╭─ Source text
Deviated septum: from post-op onward

DISCLAIMER: I am not a medical professional nor qualified in any way to give advice. These opinions are my own experience, only. I am a stranger on the internet, so take my advice as you see fit, and consult with your doctor.

If you’re a vocal performer (e.g., actor, singer), I’ve got a special section for you at the bottom.

This is a continuation of a series. For the days leading up to surgery and the first week after, click here; for how I decided to get this surgery, click here.

This was written over a period of three weeks, beginning with the day of the post-op.

Post-op appointment

At my post-op appointment, which was one week after my surgery, I got plastic casing out of my nose, and my doctor vacuumed all the mucus out. It was amazing, and only mildly uncomfortable. In my case, I had no scarring, and everything was looking good, so this was a pretty “standard” appointment.
╰─
Tasks to complete |
1. Answer these from the deviated septum post-op account, one line each:
(a) What does the disclaimer say the writer is not?
(b) Over what span of time was the account written?
(c) How long after the surgery was the post-op appointment?
2. From the deviated septum post-op account, return the passage from "DISCLAIMER: I am" up to and including "surgery, click here.", copied word for word.
3. Carry the deviated septum post-op account further, picking up after its last sentence.
╭─ Data extract
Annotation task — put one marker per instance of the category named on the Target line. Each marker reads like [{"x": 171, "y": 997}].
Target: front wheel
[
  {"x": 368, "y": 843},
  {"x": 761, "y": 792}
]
╰─
Answers for the exercise |
1.
(a) A medical professional, nor qualified in any way to give advice.
(b) Three weeks, beginning with the day of the post-op.
(c) One week.

2.
DISCLAIMER: I am not a medical professional nor qualified in any way to give advice. These opinions are my own experience, only. I am a stranger on the internet, so take my advice as you see fit, and consult with your doctor.

If you’re a vocal performer (e.g., actor, singer), I’ve got a special section for you at the bottom.

This is a continuation of a series. For the days leading up to surgery and the first week after, click here; for how I decided to get this surgery, click here.

3.
They told me I was cleared for exercise, but nothing vigorous (e.g., running). Yoga, weights, anything that is not high impact or throwing your body around or turning you upside down is probably alright. They said “vigorous” exercise is okay at the two-week (from surgery) mark.

Here are some questions you may want to ask:

  • Is it okay to blow my nose, and is there anything I should know?
    • Hint: be gentle, and don’t pinch or move your nose around too much. I also heard you shouldn’t block off one side to blow through the other yet, but check with your doctor.
  • Do I still need nasal rinse, humidifier, and/or a saline spray?
    • How often should I do those things, and for how far into the future?
    • What’s the minimum and maximum degree to which I should do these things?
  • When should I know to schedule another appointment?

If you rely on your voice for a living (e.g., you work in a call center, you’re an educator, you’re a singer or actor), before you leave, schedule your annual laryngoscopy (the video camera that looks at your voice box). It’s essential to keep a record of how our vocal folds are doing, so we can detect issues early and resolve them. I say schedule for a year out, because I’m assuming you got a scope before your surgery.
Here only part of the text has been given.